— start of Text section —

Chicks die on island illegally visited by paddleboarders


River users at Beaulieu, Hampshire, have been warned not to land on a site known as Gull Island after two chicks born to a rare and undisclosed species of bird died when their nest was disturbed.

Gull Island has traditionally supported several thousand pairs of breeding Black-headed Gulls and the colony is famous for being the site where Mediterranean Gull first successfully nested in Britain in 1967. Terns – including Little – have bred, but are sporadic.

It is illegal for people to set foot on the island, but Beaulieu Estate owner Lord Montagu said some had been ignoring the rule – even having barbecues – which has had tragic consequences for some of the wildlife there. He said: "If a nest is disturbed, the parents will leave it until they perceive the threat has gone.

— end of Text section —
— start of Recorded data —

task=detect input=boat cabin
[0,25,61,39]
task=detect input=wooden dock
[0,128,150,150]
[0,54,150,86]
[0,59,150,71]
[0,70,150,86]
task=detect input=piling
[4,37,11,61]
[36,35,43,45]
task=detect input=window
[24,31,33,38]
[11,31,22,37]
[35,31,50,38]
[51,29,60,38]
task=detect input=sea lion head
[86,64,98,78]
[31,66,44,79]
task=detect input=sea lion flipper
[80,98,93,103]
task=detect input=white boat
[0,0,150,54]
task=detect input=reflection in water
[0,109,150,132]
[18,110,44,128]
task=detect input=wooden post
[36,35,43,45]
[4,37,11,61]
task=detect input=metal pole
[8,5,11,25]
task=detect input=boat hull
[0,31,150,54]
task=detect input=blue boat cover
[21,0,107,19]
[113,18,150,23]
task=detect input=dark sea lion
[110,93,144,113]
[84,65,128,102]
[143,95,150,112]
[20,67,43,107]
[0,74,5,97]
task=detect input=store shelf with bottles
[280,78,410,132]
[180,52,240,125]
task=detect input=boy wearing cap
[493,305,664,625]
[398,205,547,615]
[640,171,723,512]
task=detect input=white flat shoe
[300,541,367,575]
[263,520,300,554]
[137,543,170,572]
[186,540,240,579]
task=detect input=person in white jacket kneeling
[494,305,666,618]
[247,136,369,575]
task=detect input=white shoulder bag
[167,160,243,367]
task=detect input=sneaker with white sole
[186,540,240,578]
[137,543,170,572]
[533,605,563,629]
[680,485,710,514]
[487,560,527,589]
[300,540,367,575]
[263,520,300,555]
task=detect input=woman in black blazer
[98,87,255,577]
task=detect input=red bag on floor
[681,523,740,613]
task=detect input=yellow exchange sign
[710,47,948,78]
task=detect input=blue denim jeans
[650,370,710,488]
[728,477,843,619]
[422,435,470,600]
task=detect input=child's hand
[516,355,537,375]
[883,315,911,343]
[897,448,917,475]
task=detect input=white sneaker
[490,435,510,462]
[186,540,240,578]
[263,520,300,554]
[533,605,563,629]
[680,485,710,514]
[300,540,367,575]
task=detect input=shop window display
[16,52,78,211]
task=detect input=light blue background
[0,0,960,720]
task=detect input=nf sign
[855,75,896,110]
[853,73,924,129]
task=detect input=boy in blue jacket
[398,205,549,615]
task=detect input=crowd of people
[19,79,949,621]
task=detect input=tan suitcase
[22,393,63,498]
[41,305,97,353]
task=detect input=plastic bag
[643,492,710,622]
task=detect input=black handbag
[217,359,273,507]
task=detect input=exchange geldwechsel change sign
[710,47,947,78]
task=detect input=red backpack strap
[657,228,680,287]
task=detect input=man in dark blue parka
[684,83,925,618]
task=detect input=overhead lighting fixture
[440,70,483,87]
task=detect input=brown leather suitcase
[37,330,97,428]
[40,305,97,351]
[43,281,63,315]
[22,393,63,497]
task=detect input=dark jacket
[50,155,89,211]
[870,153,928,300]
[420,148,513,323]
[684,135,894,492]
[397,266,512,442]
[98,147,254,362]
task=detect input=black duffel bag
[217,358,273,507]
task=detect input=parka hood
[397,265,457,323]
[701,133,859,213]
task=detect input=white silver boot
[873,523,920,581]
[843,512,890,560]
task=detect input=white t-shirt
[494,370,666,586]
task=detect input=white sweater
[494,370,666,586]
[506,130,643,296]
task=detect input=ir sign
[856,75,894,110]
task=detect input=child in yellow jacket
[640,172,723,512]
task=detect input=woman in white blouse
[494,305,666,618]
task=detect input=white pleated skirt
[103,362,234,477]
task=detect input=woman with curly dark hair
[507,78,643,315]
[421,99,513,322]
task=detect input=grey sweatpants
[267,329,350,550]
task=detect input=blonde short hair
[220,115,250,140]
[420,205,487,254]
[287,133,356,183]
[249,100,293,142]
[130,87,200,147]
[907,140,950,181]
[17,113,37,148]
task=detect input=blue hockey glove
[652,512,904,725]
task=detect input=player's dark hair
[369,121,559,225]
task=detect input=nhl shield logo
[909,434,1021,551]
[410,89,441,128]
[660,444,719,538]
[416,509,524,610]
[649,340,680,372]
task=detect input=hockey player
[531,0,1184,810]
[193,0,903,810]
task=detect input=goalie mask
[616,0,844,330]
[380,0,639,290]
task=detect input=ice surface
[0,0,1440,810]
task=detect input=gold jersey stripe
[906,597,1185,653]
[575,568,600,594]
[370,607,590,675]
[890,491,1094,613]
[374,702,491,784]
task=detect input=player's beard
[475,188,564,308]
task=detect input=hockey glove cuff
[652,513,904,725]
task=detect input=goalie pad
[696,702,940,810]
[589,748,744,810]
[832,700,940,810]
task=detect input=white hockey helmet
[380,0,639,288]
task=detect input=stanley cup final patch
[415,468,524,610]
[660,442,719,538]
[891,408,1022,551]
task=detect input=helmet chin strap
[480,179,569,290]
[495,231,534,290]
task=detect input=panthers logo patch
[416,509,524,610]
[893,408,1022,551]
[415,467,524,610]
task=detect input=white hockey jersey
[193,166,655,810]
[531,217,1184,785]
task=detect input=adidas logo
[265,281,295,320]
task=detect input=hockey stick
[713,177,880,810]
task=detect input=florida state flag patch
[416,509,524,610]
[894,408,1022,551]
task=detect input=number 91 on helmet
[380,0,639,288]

— end of Recorded data —

--- What the exercise asks ---
Pick up the news story about the chick deaths on Gull Island and continue it from where it stops.

--- Answer to the task ---
"Unfortunately, the people having the barbecues would have been on the island for several hours, during which time the chicks were unattended. They became dehydrated and died. The warden who found them reported that the parents did not realise what had happened and very sadly continued to keep bringing food back to the nest for them. They are a very rare species of bird, which makes it all the more tragic."

Gull Island in the Beaulieu Estuary is known for a colony of breeding Black-headed Gulls which are, on occasion, joined by Mediterranean Gulls (Jim Mountain).

The island is part of the North Solent Nature Reserve as well as being a site of special scientific interest and a special area of conservation. Lord Montagu said that in the past people had on rare occasions landed on the island but most responsible river users knew that it was illegal to do so. He did not want to reveal the species of bird affected for fear of attracting further attention to the spot.

He said he believed that the people who had gone onto the island may have been inexperienced paddleboarders who did not realise what they were doing was wrong. He added: "I can understand people getting frustrated during the lockdown and wanting, when the restrictions were relaxed, to get out into the fresh air.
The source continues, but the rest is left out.